SARS Department changes name to SASt

The South Asia Regional Studies Department was recently renamed the South Asia Studies Department, in an attempt to better define both the discipline and its objectives within the University's academic curriculum.

"The original name reflected a different view of what the department should be," School of Arts and Sciences Dean Samuel Preston said, adding that the department is more oriented towards cultural studies.

The decision was reached in the fall of 2002 by Preston and the department's chairman, Michael Meister, along with Walter Licht, former associate dean of the department.

Jody Chavez, assistant director for SASt, said that the name change reflected Penn's commitment to center all South Asia teaching in the SASt Department.

The new title was also designed to eliminate the word "regional" -- a "relic" of the 1950s, SASt Professor Harold Schiffman said.

"The term 'regional' gives the impression that there is knowledge of the region that is not useful outside that region, and that is not true," Schiffman said, adding that the change "should have happened a long time ago."

● **Tasks for this exercise**:
**1)** According to the article about the department's name change, which word was the new title designed to eliminate?
**2)** Continue the article about the South Asia department's name change from its last sentence.
The records after this article are separate material with no connection to it.

Rows from a pointing dataset:
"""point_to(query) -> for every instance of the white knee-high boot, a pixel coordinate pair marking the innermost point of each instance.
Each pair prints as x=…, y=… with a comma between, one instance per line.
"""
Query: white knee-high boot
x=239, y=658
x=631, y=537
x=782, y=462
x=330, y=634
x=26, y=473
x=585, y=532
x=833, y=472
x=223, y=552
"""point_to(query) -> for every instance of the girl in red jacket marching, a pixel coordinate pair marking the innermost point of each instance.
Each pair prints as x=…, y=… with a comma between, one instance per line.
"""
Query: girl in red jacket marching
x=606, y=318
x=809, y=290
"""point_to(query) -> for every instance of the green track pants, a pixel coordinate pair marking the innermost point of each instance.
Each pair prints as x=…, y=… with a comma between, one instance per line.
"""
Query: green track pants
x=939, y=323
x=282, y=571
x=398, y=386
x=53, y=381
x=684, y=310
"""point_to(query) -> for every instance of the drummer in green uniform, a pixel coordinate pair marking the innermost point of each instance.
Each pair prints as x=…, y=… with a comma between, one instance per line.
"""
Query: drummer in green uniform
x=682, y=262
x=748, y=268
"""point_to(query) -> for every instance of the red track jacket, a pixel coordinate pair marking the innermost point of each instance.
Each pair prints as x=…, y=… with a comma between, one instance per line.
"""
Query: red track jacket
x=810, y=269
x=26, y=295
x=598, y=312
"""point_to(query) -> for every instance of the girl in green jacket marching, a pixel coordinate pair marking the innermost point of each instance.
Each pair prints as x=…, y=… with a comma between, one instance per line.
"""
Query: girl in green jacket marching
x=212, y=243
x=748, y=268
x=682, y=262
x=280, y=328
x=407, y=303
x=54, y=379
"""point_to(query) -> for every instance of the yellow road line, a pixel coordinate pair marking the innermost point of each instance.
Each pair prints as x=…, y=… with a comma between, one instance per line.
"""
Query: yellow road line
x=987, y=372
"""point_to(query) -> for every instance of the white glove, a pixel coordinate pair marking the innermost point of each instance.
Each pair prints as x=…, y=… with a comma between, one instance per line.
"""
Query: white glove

● **Task-by-task results**:
**1)** The word "regional."

**2)**
However, the department has faced larger problems over the past few years -- the necessity of the SARS Department was questioned in 2000, as it had not appointed any full-time faculty in 25 years and the number of standing faculty had decreased to less than half the original number.

And in the fall of 2000, for the first time in the Penn program's existence, the U.S. Department of Education denied the department Title VI funding.

The future of SARS -- a department established in 1947 as the first department of its kind in the nation -- remained in limbo until March 2002, when Preston announced that it would remain an independent department, with some changes in structure and the potential for a new name.

Students enrolled in the program agreed with this statement, and said that they approved of the University's intent to clarify the department's interests.

"The name change reflects the University's commitment to South Asia," fifth-year Ph.D. student John Nemec said.

He added that the change was well received among the student body.

"We're very excited -- this will rejuvenate the department, and that is good," Nemec said. "The department itself will be a core South Asia Department that focuses on the humanities -- especially on language and culture."

Nemec also said that, with this new name, the discipline's goal of interfacing humanities with the social sciences would become evident.

Despite the elimination of the old acronym from the department's denomination, SARS will continue to be used to denote the graduate group, an association of faculty members from different disciplines who contribute their expertise in specific fields and regions to the department.

"We kept 'regional' because it effectively describes what they do," Chavez said.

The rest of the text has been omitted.